:: GIVEN DATA ::
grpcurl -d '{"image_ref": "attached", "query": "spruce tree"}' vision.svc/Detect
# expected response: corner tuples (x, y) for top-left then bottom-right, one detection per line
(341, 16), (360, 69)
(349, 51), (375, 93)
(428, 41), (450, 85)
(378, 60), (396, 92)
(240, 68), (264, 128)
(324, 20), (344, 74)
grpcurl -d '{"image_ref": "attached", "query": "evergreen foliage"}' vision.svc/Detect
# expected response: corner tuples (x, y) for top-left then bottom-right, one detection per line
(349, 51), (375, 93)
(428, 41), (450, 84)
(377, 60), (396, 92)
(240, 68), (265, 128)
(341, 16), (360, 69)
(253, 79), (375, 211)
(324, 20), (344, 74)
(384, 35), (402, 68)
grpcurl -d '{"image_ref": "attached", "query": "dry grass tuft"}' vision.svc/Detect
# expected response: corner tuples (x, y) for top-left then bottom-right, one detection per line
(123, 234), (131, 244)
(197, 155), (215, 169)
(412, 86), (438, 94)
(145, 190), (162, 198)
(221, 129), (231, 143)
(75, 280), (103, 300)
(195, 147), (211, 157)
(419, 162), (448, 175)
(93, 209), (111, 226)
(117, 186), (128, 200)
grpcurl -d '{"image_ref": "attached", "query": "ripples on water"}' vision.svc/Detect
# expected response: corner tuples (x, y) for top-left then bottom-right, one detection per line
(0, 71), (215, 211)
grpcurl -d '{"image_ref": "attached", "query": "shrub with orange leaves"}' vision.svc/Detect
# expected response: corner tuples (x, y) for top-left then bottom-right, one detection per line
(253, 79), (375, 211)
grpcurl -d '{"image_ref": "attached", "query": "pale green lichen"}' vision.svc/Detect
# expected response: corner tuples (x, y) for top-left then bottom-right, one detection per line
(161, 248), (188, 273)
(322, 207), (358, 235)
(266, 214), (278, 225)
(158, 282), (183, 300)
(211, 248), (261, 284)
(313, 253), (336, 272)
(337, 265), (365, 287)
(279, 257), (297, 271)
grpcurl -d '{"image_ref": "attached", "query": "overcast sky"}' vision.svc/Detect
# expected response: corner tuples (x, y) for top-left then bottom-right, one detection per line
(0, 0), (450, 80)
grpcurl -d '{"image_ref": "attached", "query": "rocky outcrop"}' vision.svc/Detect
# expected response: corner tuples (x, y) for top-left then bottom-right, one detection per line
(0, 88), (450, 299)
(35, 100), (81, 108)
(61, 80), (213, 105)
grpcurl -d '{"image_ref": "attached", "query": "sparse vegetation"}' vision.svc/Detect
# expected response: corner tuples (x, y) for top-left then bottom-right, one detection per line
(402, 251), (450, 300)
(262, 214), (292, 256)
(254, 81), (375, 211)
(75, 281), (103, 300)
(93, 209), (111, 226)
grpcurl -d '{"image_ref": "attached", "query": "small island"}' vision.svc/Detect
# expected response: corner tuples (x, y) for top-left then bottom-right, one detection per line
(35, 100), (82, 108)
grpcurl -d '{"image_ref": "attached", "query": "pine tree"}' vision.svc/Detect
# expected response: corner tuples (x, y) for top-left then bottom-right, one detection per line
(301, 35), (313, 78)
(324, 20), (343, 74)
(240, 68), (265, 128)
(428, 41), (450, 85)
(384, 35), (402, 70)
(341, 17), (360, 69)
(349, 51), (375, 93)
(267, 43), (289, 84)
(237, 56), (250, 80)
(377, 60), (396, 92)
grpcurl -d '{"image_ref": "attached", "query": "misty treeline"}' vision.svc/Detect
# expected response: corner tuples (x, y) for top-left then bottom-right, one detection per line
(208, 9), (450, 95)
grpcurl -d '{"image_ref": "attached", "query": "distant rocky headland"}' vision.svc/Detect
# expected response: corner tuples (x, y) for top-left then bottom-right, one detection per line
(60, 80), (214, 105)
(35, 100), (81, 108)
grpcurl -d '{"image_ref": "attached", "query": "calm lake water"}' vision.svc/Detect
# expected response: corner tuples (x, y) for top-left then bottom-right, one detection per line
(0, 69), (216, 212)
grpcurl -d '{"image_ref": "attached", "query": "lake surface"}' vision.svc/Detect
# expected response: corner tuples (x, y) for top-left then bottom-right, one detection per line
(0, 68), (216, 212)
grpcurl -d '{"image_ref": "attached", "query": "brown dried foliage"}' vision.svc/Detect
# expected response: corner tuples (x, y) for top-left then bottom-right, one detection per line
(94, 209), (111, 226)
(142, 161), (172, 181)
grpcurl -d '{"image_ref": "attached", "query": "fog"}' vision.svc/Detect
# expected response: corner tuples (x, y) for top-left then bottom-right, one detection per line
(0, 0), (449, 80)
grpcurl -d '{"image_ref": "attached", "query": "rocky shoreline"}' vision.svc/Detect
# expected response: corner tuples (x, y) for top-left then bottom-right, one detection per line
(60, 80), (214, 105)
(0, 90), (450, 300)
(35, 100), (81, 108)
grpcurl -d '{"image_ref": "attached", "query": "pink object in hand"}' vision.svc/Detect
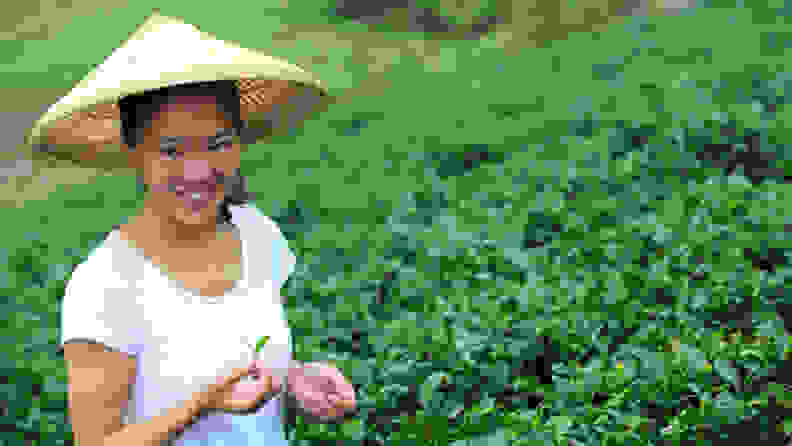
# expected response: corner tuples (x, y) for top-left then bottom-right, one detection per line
(288, 363), (356, 418)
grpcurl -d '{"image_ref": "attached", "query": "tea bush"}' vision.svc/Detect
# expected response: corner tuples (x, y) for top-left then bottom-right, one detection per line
(0, 2), (792, 446)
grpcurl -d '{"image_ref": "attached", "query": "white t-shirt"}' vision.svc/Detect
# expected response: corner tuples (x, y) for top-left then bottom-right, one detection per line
(59, 205), (295, 446)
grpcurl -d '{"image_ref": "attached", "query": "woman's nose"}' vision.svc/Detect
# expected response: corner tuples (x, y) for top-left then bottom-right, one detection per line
(184, 159), (212, 181)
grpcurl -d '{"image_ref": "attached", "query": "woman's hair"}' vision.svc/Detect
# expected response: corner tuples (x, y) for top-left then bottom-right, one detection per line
(118, 80), (251, 223)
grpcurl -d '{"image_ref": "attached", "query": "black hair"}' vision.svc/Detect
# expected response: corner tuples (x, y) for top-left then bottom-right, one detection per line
(118, 80), (251, 223)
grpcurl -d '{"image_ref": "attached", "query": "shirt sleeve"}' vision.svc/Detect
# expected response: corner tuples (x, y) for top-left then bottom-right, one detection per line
(58, 251), (141, 356)
(272, 221), (297, 290)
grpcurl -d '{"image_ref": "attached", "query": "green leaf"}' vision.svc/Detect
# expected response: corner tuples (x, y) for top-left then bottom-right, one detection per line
(256, 336), (269, 353)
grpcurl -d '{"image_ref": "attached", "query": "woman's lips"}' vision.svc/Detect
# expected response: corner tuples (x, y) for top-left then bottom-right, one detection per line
(176, 188), (216, 212)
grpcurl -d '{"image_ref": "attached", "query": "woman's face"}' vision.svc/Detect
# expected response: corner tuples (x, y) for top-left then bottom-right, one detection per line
(127, 96), (240, 224)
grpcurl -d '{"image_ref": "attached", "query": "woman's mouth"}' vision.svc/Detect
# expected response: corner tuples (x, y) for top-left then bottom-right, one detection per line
(176, 188), (216, 214)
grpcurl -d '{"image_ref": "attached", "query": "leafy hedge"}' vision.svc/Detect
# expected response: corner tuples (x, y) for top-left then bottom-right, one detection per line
(0, 0), (792, 445)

:: YOUR INSTRUCTIONS ::
Convert all of the data above into a numbered list of its lines, leaving out any blank lines. Keep the images out of your answer.

:: CORRECT RESULT ::
1. grpcurl -d '{"image_ref": "attached", "query": "spruce tree"}' vision.svc/Detect
2. # expected response: corner tuples (x, y) for top-left then bottom-right, one detection per line
3. (341, 16), (360, 69)
4. (349, 51), (375, 93)
5. (428, 41), (450, 85)
6. (378, 60), (396, 92)
7. (240, 68), (264, 128)
8. (324, 20), (344, 74)
9. grpcurl -d '{"image_ref": "attached", "query": "evergreen foliage"}' vision.svc/Detect
10. # expected response: corner tuples (x, y) for top-left then bottom-right, one detection per line
11. (349, 51), (375, 93)
12. (428, 41), (450, 84)
13. (377, 60), (396, 92)
14. (240, 68), (265, 128)
15. (341, 16), (360, 69)
16. (253, 79), (375, 211)
17. (324, 20), (344, 74)
18. (384, 35), (402, 68)
19. grpcurl -d '{"image_ref": "attached", "query": "dry grass tuft"}' vision.svc/Detect
20. # expected response: corner tuples (x, y) for top-left then bottom-right, one detection per line
21. (123, 234), (131, 244)
22. (197, 155), (215, 169)
23. (412, 86), (438, 94)
24. (145, 190), (162, 198)
25. (221, 129), (231, 143)
26. (75, 280), (103, 300)
27. (195, 147), (211, 157)
28. (419, 162), (448, 175)
29. (93, 209), (111, 226)
30. (117, 186), (128, 200)
31. grpcurl -d '{"image_ref": "attached", "query": "ripples on water"}' vision.svc/Detect
32. # expected response: corner tuples (x, y) for top-left then bottom-right, one detection per line
33. (0, 71), (215, 211)
34. grpcurl -d '{"image_ref": "attached", "query": "shrub with orange leaves"}' vision.svc/Detect
35. # expected response: corner tuples (x, y) for top-left then bottom-right, one detection per line
36. (253, 79), (375, 211)
37. grpcurl -d '{"image_ref": "attached", "query": "pale green lichen"}' vision.svc/Detect
38. # expected response: corner tuples (x, y) for top-left then bottom-right, one detection per line
39. (161, 248), (188, 273)
40. (322, 207), (358, 235)
41. (266, 214), (278, 225)
42. (158, 282), (183, 300)
43. (211, 248), (261, 284)
44. (313, 253), (336, 272)
45. (337, 265), (365, 287)
46. (279, 257), (297, 271)
47. grpcurl -d '{"image_ref": "attached", "query": "overcast sky"}' vision.svc/Detect
48. # expected response: corner tuples (x, y) for top-left then bottom-right, one detection per line
49. (0, 0), (450, 80)
50. grpcurl -d '{"image_ref": "attached", "query": "rocky outcrop"}' vision.svc/Detect
51. # expected response: corner tuples (x, y) for top-left then bottom-right, one detection per line
52. (0, 88), (450, 299)
53. (35, 100), (81, 108)
54. (61, 80), (213, 105)
55. grpcurl -d '{"image_ref": "attached", "query": "sparse vegetation"}' vision.svc/Detect
56. # expected response: corner tuples (x, y) for top-left then bottom-right, one detection per line
57. (402, 251), (450, 300)
58. (262, 214), (292, 256)
59. (254, 81), (375, 211)
60. (75, 281), (103, 300)
61. (93, 209), (111, 226)
62. grpcurl -d '{"image_ref": "attached", "query": "small island"}' vision.svc/Detect
63. # expected response: corner tuples (x, y) for top-left then bottom-right, one detection per line
64. (35, 100), (82, 108)
65. grpcurl -d '{"image_ref": "attached", "query": "pine tree"}' vision.svc/Detect
66. # expected response: corner tuples (x, y) for top-left then bottom-right, one detection per line
67. (301, 35), (313, 78)
68. (324, 20), (343, 74)
69. (240, 68), (265, 128)
70. (428, 41), (450, 85)
71. (384, 35), (402, 70)
72. (341, 17), (360, 69)
73. (349, 51), (375, 93)
74. (267, 43), (289, 84)
75. (237, 56), (250, 80)
76. (377, 60), (396, 92)
77. grpcurl -d '{"image_ref": "attached", "query": "misty treeline"}' vision.svc/Detect
78. # expected response: corner tuples (x, y) for top-left then bottom-right, one detection per line
79. (208, 9), (450, 95)
80. grpcurl -d '{"image_ref": "attached", "query": "distant rocky headland"}' vision.svc/Detect
81. # expected response: corner tuples (x, y) for top-left then bottom-right, one detection per line
82. (60, 80), (214, 105)
83. (35, 100), (81, 108)
84. grpcurl -d '{"image_ref": "attached", "query": "calm lake water"}' vision.svc/Detect
85. # expected response: corner tuples (x, y) for top-left then bottom-right, one detection per line
86. (0, 69), (216, 212)
87. grpcurl -d '{"image_ref": "attached", "query": "lake surface"}' vision.svc/Detect
88. # expected response: corner tuples (x, y) for top-left then bottom-right, one detection per line
89. (0, 68), (216, 212)
90. grpcurl -d '{"image_ref": "attached", "query": "brown dried foliage"}' vision.svc/Detect
91. # expected response: corner tuples (x, y) for top-left then bottom-right, one detection per line
92. (94, 209), (111, 226)
93. (142, 161), (172, 181)
94. grpcurl -d '{"image_ref": "attached", "query": "fog"}' vision.svc/Detect
95. # expected response: corner tuples (x, y) for top-left then bottom-right, one detection per line
96. (0, 0), (449, 80)
97. grpcurl -d '{"image_ref": "attached", "query": "rocky shoreline"}' vision.svc/Detect
98. # expected response: corner tuples (x, y) for top-left then bottom-right, one detection per line
99. (60, 80), (214, 105)
100. (0, 90), (450, 300)
101. (35, 100), (81, 108)
102. grpcurl -d '{"image_ref": "attached", "query": "pink object in hand"}' vision.svc/Detect
103. # expected response: corner tuples (x, y) for top-left then bottom-right, one detection per line
104. (288, 363), (356, 418)
105. grpcurl -d '{"image_ref": "attached", "query": "tea bush"}' vision.svc/Detect
106. # expected response: corner tuples (x, y) for top-left then bottom-right, one detection per line
107. (0, 2), (792, 446)
108. grpcurl -d '{"image_ref": "attached", "query": "white t-shirt"}' vision.svc/Detect
109. # expected response: corner tuples (x, y) for top-left then bottom-right, one detection per line
110. (59, 205), (295, 446)
111. grpcurl -d '{"image_ref": "attached", "query": "woman's nose"}' vision.svc/Detect
112. # expected response: corner tuples (x, y) for top-left then bottom-right, one detection per line
113. (184, 159), (212, 181)
114. grpcurl -d '{"image_ref": "attached", "query": "woman's hair"}' vision.svc/Detect
115. # expected response: corner tuples (x, y) for top-left then bottom-right, one detection per line
116. (118, 80), (251, 223)
117. grpcurl -d '{"image_ref": "attached", "query": "black hair"}' vision.svc/Detect
118. # expected response: corner tuples (x, y) for top-left then bottom-right, one detection per line
119. (118, 80), (251, 223)
120. grpcurl -d '{"image_ref": "attached", "query": "shirt sleeve"}' vision.svc/Detect
121. # expected response: corner tuples (x, y) for top-left then bottom-right, one detection per line
122. (58, 251), (141, 356)
123. (272, 221), (297, 290)
124. grpcurl -d '{"image_ref": "attached", "query": "green leaf"}' vision.svc/Detect
125. # expected response: corner tuples (x, y) for top-left then bottom-right, one detection per line
126. (256, 336), (269, 353)
127. grpcurl -d '{"image_ref": "attached", "query": "woman's lips"}' vision.svc/Detect
128. # expected response: corner tuples (x, y) for top-left then bottom-right, one detection per line
129. (176, 188), (216, 212)
130. grpcurl -d '{"image_ref": "attached", "query": "woman's face"}' vision.svc/Detect
131. # expected response: corner tuples (x, y) for top-left then bottom-right, one detection per line
132. (127, 96), (240, 224)
133. grpcurl -d '{"image_ref": "attached", "query": "woman's mouth"}' vision.svc/Detect
134. # expected response: corner tuples (x, y) for top-left then bottom-right, one detection per line
135. (176, 188), (216, 214)
136. grpcurl -d '{"image_ref": "attached", "query": "leafy hedge"}' vision.svc/Detect
137. # expected response: corner tuples (x, y) for top-left then bottom-right, one detection per line
138. (0, 0), (792, 445)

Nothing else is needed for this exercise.